• EXERCISE PASSAGE:
========================================
CECRA for small businesses does not apply to any properties owned, in whole or in part, by the federal, provincial, or municipal governments with certain exceptions.

Commercial Real Property for the purposes of the CECRA is a commercial property with eligible small business tenants. Commercial properties with a residential component and multi-unit residential mixed-use properties would equally be eligible with respect to their small business tenants.

Other program details for the property owner:

  • Property owners must use the funds from the CECRA to refund amounts in excess of 25% paid by the small business tenant for the period in question or, at the option of the impacted tenant, apply rent paid in excess of 25% to future rent owing by the impacted tenant. For example, if rent has been collected at the time of approval, a credit to the tenant for a future month’s rent (i.e. July for April) is acceptable — if the tenant chooses this option.
  • Order of priority for use of the funds received from the CECRA is as follows:
    • reimbursing impacted tenants for any rent paid above 25% during the eligible period unless the tenant chooses to apply the previously paid rent against future rent
    • any costs and expenses relating directly to the property, including any financing held by the property owner, operation and maintenance and repair obligations (such as costs of common area maintenance, property taxes, insurance and utilities)
  • CECRA will be forgiven if the property owner complies with all applicable program terms and conditions — including to not recover forgiven rent amounts when the program is over. This interest free loan will be forgiven on December 31, 2020. To ensure loan forgiveness, the property owner must follow the terms and conditions of the loan, including:
    • complying with the Rent Reduction Agreement
    • ensuring that your attestation and application (including supporting documentation) is accurate and truthful
  • If the property owner files for bankruptcy, restructures, reorganizes or dissolves the business, the property owner will need to pay back this loan.
  • In the event of default, CMHC has full recourse to recover the CECRA funding from the property owner.
========================================
• SOURCE DATA:
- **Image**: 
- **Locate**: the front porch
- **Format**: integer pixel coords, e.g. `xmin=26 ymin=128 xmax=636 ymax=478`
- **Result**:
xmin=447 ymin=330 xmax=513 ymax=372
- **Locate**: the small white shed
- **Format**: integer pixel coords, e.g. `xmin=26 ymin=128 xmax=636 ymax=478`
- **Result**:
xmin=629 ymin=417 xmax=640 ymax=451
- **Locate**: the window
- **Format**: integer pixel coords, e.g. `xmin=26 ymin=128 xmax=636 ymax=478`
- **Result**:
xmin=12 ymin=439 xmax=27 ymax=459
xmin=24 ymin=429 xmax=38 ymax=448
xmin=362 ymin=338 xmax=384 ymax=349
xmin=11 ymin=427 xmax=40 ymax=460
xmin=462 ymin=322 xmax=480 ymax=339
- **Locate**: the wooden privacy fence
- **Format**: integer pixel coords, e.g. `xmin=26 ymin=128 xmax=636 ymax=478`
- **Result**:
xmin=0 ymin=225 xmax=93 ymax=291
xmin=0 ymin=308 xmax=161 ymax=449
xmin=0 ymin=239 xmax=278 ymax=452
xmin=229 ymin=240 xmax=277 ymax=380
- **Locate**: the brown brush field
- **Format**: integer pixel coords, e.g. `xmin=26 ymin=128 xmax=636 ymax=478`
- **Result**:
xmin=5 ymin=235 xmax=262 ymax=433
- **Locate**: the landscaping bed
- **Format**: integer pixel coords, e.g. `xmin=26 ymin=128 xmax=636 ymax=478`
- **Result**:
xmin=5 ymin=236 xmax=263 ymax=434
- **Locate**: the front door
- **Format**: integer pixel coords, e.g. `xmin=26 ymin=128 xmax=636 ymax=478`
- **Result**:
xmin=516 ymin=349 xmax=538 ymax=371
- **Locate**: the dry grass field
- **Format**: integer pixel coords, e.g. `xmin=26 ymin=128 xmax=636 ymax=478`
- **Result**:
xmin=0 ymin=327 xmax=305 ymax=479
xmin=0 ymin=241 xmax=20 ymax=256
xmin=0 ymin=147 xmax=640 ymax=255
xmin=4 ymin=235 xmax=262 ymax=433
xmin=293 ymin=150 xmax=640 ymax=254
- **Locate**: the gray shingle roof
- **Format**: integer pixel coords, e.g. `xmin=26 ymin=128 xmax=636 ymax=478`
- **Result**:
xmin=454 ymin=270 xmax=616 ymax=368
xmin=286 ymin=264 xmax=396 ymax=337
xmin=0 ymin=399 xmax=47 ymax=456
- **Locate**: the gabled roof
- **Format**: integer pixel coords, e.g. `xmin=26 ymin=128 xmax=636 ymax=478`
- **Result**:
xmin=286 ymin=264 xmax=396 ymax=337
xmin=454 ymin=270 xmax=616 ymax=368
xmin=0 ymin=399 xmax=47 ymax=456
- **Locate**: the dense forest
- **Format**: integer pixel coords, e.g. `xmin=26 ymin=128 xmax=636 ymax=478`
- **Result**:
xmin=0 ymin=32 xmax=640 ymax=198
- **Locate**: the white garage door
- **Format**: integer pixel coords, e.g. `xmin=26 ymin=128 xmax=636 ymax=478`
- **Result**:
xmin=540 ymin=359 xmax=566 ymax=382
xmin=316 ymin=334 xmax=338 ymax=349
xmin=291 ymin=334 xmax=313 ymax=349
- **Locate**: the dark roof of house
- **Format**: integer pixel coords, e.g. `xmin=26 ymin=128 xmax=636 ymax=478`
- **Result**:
========================================
• WHAT THE EXERCISE ASKS: Please rewrite the paragraph in the CECRA text that begins "Commercial Real Property for the purposes" as a short bulleted list that keeps its main facts.

• COMPLETED TASK:
- Under CECRA, commercial real property is a commercial property with eligible small business tenants.
- Commercial properties with a residential component are also eligible with respect to their small business tenants.
- Multi-unit residential mixed-use properties are also eligible with respect to their small business tenants.